Passage to read:
****************
Volume Number: 25
Issue Number: 09
Column Tag: Road to Code

The Road to Code: The Glue That Binds

Copy and paste

by Dave Dribin

One of the hallmark features of modern GUI applications is the ability to copy content and paste it into either the same or a second, separate application. In this month's article, we are going to add copy and paste to the Favorite Word application that we developed in the June 2009 article. As a quick refresher, our application has a single window with a custom view that displays your favorite word, as shown in Figure 1.

Figure 1: Favorite Word window

The word can currently only be set in the application's preferences. We're going to add the ability to copy, cut, and paste the word in the custom view. In addition, if the user pastes a word, we're going to update the word in the preferences.

It turns out that our application already has an Edit menu along with the Cut, Copy, and Paste menu items, since they're included with the standard application template. However, if you open the Edit menu, you'll notice that all three are grayed out, as shown in Figure 2.

Figure 2: Disabled Cut, Copy, and Paste

Before we delve into the code changes needed to bring copy, cut, and paste to our application, we need to cover the first responder, the responder chain, and nil-targeted actions topics.

In the April article, A Window with a View, we talked about the view hierarchy and the NSResponder class. As a quick overview, the view hierarchy is how views (subclasses of NSView) are arranged inside a window. For example, the window in Figure 3 has a view hierarchy as shown in Figure 4.

Figure 3: Window with text field and button

Figure 4: View hierarchy

Also, the NSResponder class is the base class for all classes that participate in the Cocoa event handling system, and the NSView class is a subclass of NSResponder. This makes all views capable of handling events. In the April article, you learned how to handle mouse events by overriding the mouseDown:, mouseUp:, and mouseDragged: methods of NSResponder.

Even though windows contain multiple views, keyboard events are only routed to one view that has the users focus. This focused view is designated as the first responder. The first responder is the first view that is given the opportunity to handle user events. It doesn't have to handle events, but it has the first opportunity to do so. As the user clicks or tabs around to other views in the window, the first responder changes.

The way the first responder changes is a bit complicated, because the current first responder may refuse to give up its first responder status, or the view the user clicks on may reject first responder status.
****************
Stored records:
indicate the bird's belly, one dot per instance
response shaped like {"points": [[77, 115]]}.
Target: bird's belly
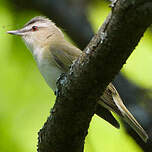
{"points": [[50, 74]]}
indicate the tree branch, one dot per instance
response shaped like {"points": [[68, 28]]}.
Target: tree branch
{"points": [[67, 126]]}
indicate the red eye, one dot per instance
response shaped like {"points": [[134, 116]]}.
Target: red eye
{"points": [[34, 28]]}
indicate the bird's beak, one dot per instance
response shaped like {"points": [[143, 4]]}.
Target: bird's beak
{"points": [[16, 32]]}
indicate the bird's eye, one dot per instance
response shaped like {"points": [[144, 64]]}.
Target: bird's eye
{"points": [[34, 28]]}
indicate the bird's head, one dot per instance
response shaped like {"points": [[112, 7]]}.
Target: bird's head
{"points": [[38, 33]]}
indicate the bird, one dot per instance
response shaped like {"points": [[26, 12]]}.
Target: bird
{"points": [[54, 55]]}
****************
Problem set:
A - Do the following statements agree with the article on copy and paste? For each, answer yes or no and quote the words of the article that decide it.
(i) The Cut, Copy, and Paste menu items are already in the application because the standard application template includes them.
(ii) The NSResponder class is a subclass of NSView.
(iii) Keyboard events are routed to every view in a window.
B - Reproduce the entries from the line that contains "indicate the bird's eye, one dot per instance" through the end of the entries, with both ends included.

Answers for this exercise:
A -
(i) Yes: "since they're included with the standard application template"
(ii) No: "the NSView class is a subclass of NSResponder"
(iii) No: "keyboard events are only routed to one view that has the users focus"

B -
indicate the bird's eye, one dot per instance
response shaped like {"points": [[144, 64]]}.
Target: bird's eye
{"points": [[34, 28]]}
indicate the bird's head, one dot per instance
response shaped like {"points": [[112, 7]]}.
Target: bird's head
{"points": [[38, 33]]}
indicate the bird, one dot per instance
response shaped like {"points": [[26, 12]]}.
Target: bird
{"points": [[54, 55]]}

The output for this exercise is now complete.